The Common Core Instructional Shifts in writing have been in place for years now, and now that I am teaching high school again, 9th grade, I am starting to see the results of the “shift” in writing come up to my grade.
The kind of paper I’m often getting at the beginning of the year tends to go something like this:
I have to have a grabber, so I’ll ask a lame question. What do you think? Now I make a claim – not one I necessarily believe, but the one supported by the three essays I was asked to read. Now I’ll tell you my three reasons why you should believe my claim; these reasons came from the three texts I had to read about this topic.
I give you my first reason. I quote some “text-evidence” from one of the essays. I spend a few sentences explaining why this evidence supports my claim. Explain. Explain. Explain. Done.
Repeat paragraph 1 with a second piece of text-evidence.
Contrarily, I present a counter-argument, and some “text evidence” from a source that either agrees with or helps me refute this counter-argument. I then refute this counter-argument by explaining why it’s wrong. Explain. Explain. Explain.
I end with a conclusion that attempts to tie all my textual evidence together and end my essay with something interesting, even though I may not be at all interested in the prompt.
If this is the kind of writing the standards – and more importantly the standardized tests – are looking for, then many teachers are are succeeding. Most of my students know how to write this way. In fact, they have been writing this way since about fourth grade, because once you have the formula down, there is little room growth. I have students who can jot down one of these essays in 20 minutes, without ever really engaging in the topic. They write robotically, churning out five chunks of text with factory-like precision and efficiency. Which is appropriate, because these essays are often scored, at least in part, by computer algorithms – robotic scoring.
The kind of instruction called for by the Common Core shifts, and the accompanying standardized tests, leads to an impersonal, dull style of writing that is, quite frankly, excruciating to read and grade. Even worse, it leads to a monolithic, one-size fits all approach to writing. Not only is this type of writing taught in a formulaic fashion – it is the only type of writing students are allowed to write.
Nearly every essay fits within a proscribed set of variables. They can take side A or side B of the argument given by the prompt – and they usually go with the side that is most supported by the texts they read. Their details should come mainly from the texts they read, so all students use virtually the same “text-evidence.” According to the rubric, they need to have arguments and a counter arguments. So students usually do two arguments and one counter argument. Add an introduction and a conclusion and you have very tidy five paragraph essay, back from the grave!
The justification for this kind of writing is that it is more rigorous. By more rigorous, I suppose they mean more “academic” but suspect they really mean “duller.” Common Core architect and College Board president David Coleman said that students should be “Writing like investigative reporters.”
Aside from our current cultural conflicts about journalists and investigative reporting, is it actually the Common Core’s goal to make all writing journalism? Is the implication that you should be completely unbiased and have no opinion? Coleman has famously derided opinions as things nobody cares about. Is the implication that you are not allowed to have a point of view? More importantly, the implication is that you write from “sources” the way a reporter does. But there is a crucial distinction to be made: reporters talk to real people; reporters visit the scene of the crime or natural disaster; reporters describe what they see. Reporters write about the real world, not necessarily about the real world once removed. Reporters may be assigned topics, but they nearly always go in search of their own sources. Students are seldom if ever asked to search for, find, and evaluate their own sources for reliability. They are handed three texts and told to read them and then write something about them to a prompt. The task does replicate any journalism I have seen, but instead parodies it.

######

What to work on.
- A) In the Common Core writing piece, swap "9th grade" for "10th grade" and give the text from "The Common Core Instructional" to "to my grade.".
- B) Turn the paragraph of the Common Core writing piece that begins "Nearly every essay fits" into a short bulleted list that keeps its main facts.
The listing has no connection to the Common Core writing piece.

Recorded data.
######

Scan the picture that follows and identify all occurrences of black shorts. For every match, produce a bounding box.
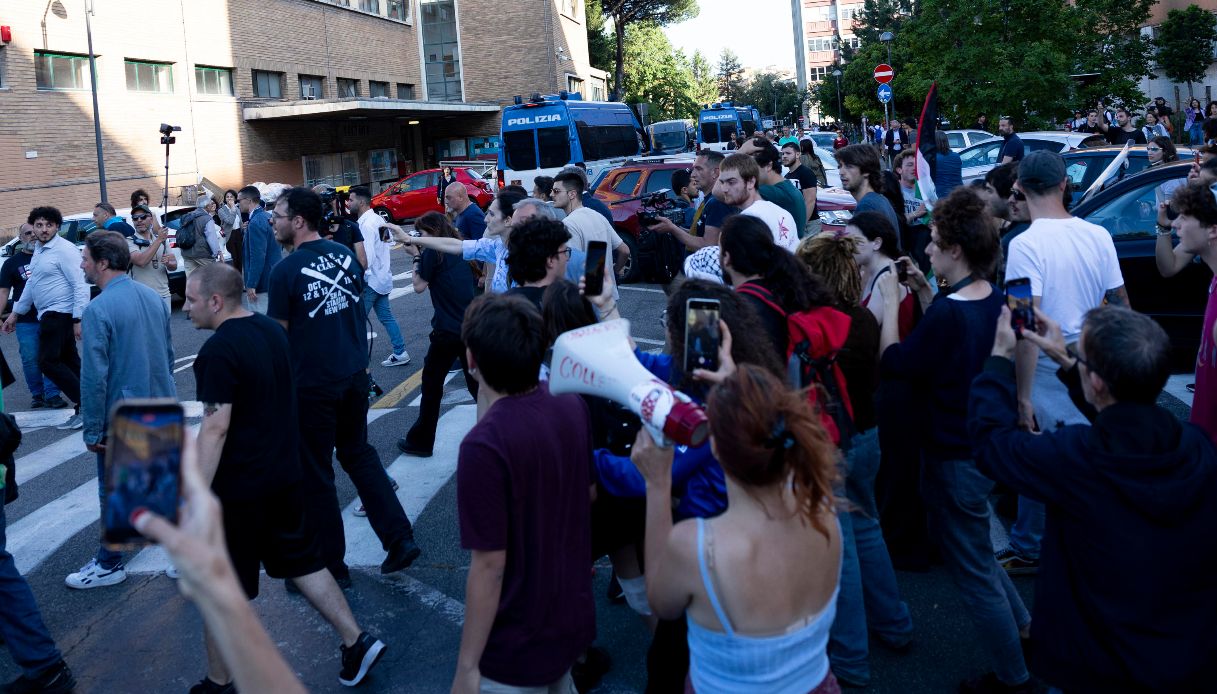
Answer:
[221,485,325,600]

######

Responses for each task.
- A)
The Common Core Instructional Shifts in writing have been in place for years now, and now that I am teaching high school again, 10th grade, I am starting to see the results of the “shift” in writing come up to my grade.

- B)
- Nearly every essay fits within a set range of variables.
- Students take side A or side B of the prompt's argument, usually the side the assigned texts support most.
- Details come mainly from those texts, so students use virtually the same "text-evidence."
- The rubric calls for arguments and counter-arguments, so students usually write two arguments and one counter-argument.
- Adding an introduction and a conclusion yields a tidy five-paragraph essay, "back from the grave."